## Task details:
Whatever the data contains, copy all of it exactly.

[Saved entries]
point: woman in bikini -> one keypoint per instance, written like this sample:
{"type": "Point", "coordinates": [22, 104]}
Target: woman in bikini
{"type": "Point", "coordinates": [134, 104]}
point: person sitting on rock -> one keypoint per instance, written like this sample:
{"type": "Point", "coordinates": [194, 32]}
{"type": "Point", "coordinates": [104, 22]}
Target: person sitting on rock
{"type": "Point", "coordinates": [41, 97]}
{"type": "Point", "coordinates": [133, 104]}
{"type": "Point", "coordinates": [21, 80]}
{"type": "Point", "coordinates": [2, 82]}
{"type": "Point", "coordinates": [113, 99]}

## Response:
point: woman in bikini -> one keypoint per instance, written like this sample:
{"type": "Point", "coordinates": [22, 104]}
Target: woman in bikini
{"type": "Point", "coordinates": [134, 104]}
point: person sitting on rock -> one keypoint per instance, written like this sample:
{"type": "Point", "coordinates": [194, 32]}
{"type": "Point", "coordinates": [104, 22]}
Target: person sitting on rock
{"type": "Point", "coordinates": [41, 97]}
{"type": "Point", "coordinates": [133, 104]}
{"type": "Point", "coordinates": [21, 80]}
{"type": "Point", "coordinates": [2, 82]}
{"type": "Point", "coordinates": [113, 99]}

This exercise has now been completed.